--- begin ---

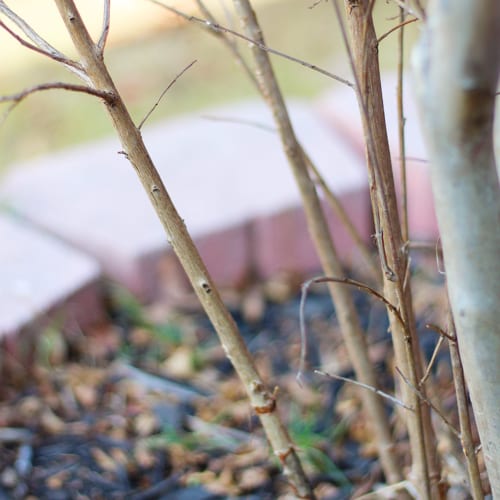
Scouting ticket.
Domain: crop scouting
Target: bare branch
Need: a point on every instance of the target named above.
(368, 387)
(53, 86)
(218, 28)
(240, 121)
(15, 99)
(397, 27)
(105, 27)
(418, 12)
(169, 86)
(55, 55)
(231, 44)
(427, 401)
(30, 32)
(302, 323)
(432, 361)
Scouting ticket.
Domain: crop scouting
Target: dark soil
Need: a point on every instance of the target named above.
(148, 407)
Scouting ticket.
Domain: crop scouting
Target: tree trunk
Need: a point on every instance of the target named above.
(457, 63)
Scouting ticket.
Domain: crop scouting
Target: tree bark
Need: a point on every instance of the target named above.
(262, 400)
(457, 63)
(352, 332)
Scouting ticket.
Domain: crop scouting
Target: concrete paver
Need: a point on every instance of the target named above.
(339, 107)
(43, 279)
(221, 174)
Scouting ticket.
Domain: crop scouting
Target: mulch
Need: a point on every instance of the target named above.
(148, 407)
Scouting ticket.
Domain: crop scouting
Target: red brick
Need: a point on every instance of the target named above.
(221, 175)
(339, 108)
(43, 282)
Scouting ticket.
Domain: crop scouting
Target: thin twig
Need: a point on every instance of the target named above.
(302, 323)
(240, 121)
(440, 331)
(169, 86)
(229, 42)
(401, 129)
(431, 362)
(416, 13)
(330, 196)
(463, 414)
(54, 86)
(15, 99)
(105, 27)
(398, 26)
(220, 28)
(30, 32)
(427, 401)
(52, 54)
(368, 387)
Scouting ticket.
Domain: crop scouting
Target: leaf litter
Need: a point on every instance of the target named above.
(148, 407)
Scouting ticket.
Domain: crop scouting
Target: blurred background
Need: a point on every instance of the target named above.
(147, 47)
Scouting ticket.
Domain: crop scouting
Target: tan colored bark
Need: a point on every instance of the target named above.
(347, 316)
(457, 65)
(263, 402)
(394, 260)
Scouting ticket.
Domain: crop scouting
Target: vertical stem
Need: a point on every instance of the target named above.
(263, 402)
(364, 58)
(464, 417)
(349, 322)
(457, 69)
(401, 129)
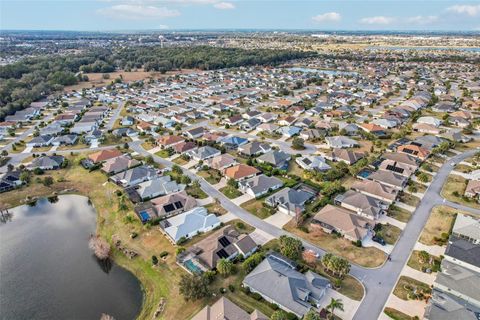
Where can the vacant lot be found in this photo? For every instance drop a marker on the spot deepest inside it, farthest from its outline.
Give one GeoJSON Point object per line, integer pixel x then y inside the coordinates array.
{"type": "Point", "coordinates": [454, 188]}
{"type": "Point", "coordinates": [367, 257]}
{"type": "Point", "coordinates": [438, 226]}
{"type": "Point", "coordinates": [407, 286]}
{"type": "Point", "coordinates": [257, 208]}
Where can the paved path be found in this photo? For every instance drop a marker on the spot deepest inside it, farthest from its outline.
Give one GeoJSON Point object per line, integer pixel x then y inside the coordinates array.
{"type": "Point", "coordinates": [379, 282]}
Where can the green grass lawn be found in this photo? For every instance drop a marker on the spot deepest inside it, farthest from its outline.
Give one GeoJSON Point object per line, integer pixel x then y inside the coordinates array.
{"type": "Point", "coordinates": [197, 193]}
{"type": "Point", "coordinates": [406, 286]}
{"type": "Point", "coordinates": [230, 192]}
{"type": "Point", "coordinates": [257, 208]}
{"type": "Point", "coordinates": [416, 262]}
{"type": "Point", "coordinates": [389, 233]}
{"type": "Point", "coordinates": [409, 199]}
{"type": "Point", "coordinates": [399, 213]}
{"type": "Point", "coordinates": [396, 315]}
{"type": "Point", "coordinates": [212, 176]}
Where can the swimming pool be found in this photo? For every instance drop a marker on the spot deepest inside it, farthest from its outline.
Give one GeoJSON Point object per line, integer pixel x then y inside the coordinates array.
{"type": "Point", "coordinates": [192, 266]}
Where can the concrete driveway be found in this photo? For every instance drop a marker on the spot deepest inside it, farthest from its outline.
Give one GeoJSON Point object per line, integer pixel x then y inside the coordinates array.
{"type": "Point", "coordinates": [350, 306]}
{"type": "Point", "coordinates": [278, 219]}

--- end ---

AIM>
Restate the data above word for word. Skip every picture.

ANSWER TO THE EXERCISE>
Scouting ticket.
Domain: crop scouting
Target: bare branch
Need: a point on every instance of the target named above.
(368, 387)
(53, 86)
(218, 28)
(240, 121)
(15, 99)
(397, 27)
(105, 27)
(418, 12)
(169, 86)
(55, 55)
(231, 44)
(427, 401)
(30, 32)
(302, 323)
(432, 361)
Scouting ticket.
Domain: crop scouting
Target: dark soil
Need: a point on every instance of the target named above.
(148, 407)
Scouting ticket.
Domain: crop scouting
Target: tree trunk
Need: a point on every instance of the target named above.
(457, 63)
Scouting ticket.
Domain: crop scouting
Target: tree bark
Need: a point on every instance of the target named above.
(262, 400)
(457, 63)
(352, 332)
Scouting ticket.
Domain: crop scouting
Target: concrete paver
Need: a point on every instance of the target named above.
(339, 107)
(43, 279)
(221, 174)
Scouting ticket.
Domain: crop scouting
Target: mulch
Need: a point on every instance of the target named above.
(148, 407)
Scouting ticket.
Domain: crop scouting
Target: red brick
Need: a point on every instance of the target named above.
(221, 175)
(339, 108)
(43, 282)
Scouting ticket.
Domain: crop scouting
Target: thin twig
Need: a point on every instance of the target named above.
(302, 323)
(240, 121)
(440, 331)
(169, 86)
(229, 42)
(401, 129)
(431, 362)
(416, 13)
(330, 196)
(463, 414)
(54, 86)
(15, 99)
(105, 27)
(398, 26)
(220, 28)
(30, 32)
(427, 401)
(52, 54)
(368, 387)
Scouting ticket.
Domain: crop scouting
Target: leaf litter
Need: a point on every instance of the target named above.
(148, 407)
Scouting ticket.
Domain: crop scouting
Target: blurred background
Need: a point on every instance of the target named above.
(147, 47)
Scouting ticket.
Domain: crop scouting
Target: tan colored bark
Need: a point on every instance of the target named above.
(347, 316)
(457, 65)
(263, 402)
(394, 260)
Scouting ticket.
Domain: crop scouting
Target: vertical stem
Need: a point on every instance of the target named above.
(263, 402)
(364, 58)
(464, 417)
(349, 322)
(457, 69)
(401, 129)
Where can the vacant lot be found in this photo? For every instance drop a marker on the spot deepest inside it, farthest from its outline.
Give one GeoJSON Point object per line, integer pixel x then y inside the coordinates array.
{"type": "Point", "coordinates": [454, 188]}
{"type": "Point", "coordinates": [367, 257]}
{"type": "Point", "coordinates": [438, 226]}
{"type": "Point", "coordinates": [407, 286]}
{"type": "Point", "coordinates": [257, 208]}
Where can the paved path be found in this photo? For every instance drop a marker on the spot deepest inside it, farthest from its outline.
Give one GeoJSON Point object per line, integer pixel x then y inside the coordinates array.
{"type": "Point", "coordinates": [379, 282]}
Where can the green grass lawn be found in this photo? For every instance drop a marker on the spot deepest inside it, farthest from its outline.
Give one GeoJSON Point object per line, integer pixel x then y inside the coordinates array.
{"type": "Point", "coordinates": [197, 193]}
{"type": "Point", "coordinates": [406, 286]}
{"type": "Point", "coordinates": [230, 192]}
{"type": "Point", "coordinates": [257, 208]}
{"type": "Point", "coordinates": [416, 262]}
{"type": "Point", "coordinates": [389, 233]}
{"type": "Point", "coordinates": [409, 199]}
{"type": "Point", "coordinates": [399, 213]}
{"type": "Point", "coordinates": [396, 315]}
{"type": "Point", "coordinates": [212, 176]}
Where can the swimming pool be found in this photo? For every instance drop a marker on the spot deepest inside it, farthest from its outline.
Give one GeoJSON Point object per line, integer pixel x then y inside the coordinates array.
{"type": "Point", "coordinates": [192, 266]}
Where can the concrete driveway be found in this photo? For every instance drop a marker on the spot deepest inside it, farthest from its outline.
Give one GeoJSON Point object per line, integer pixel x then y inside the coordinates array.
{"type": "Point", "coordinates": [350, 306]}
{"type": "Point", "coordinates": [278, 219]}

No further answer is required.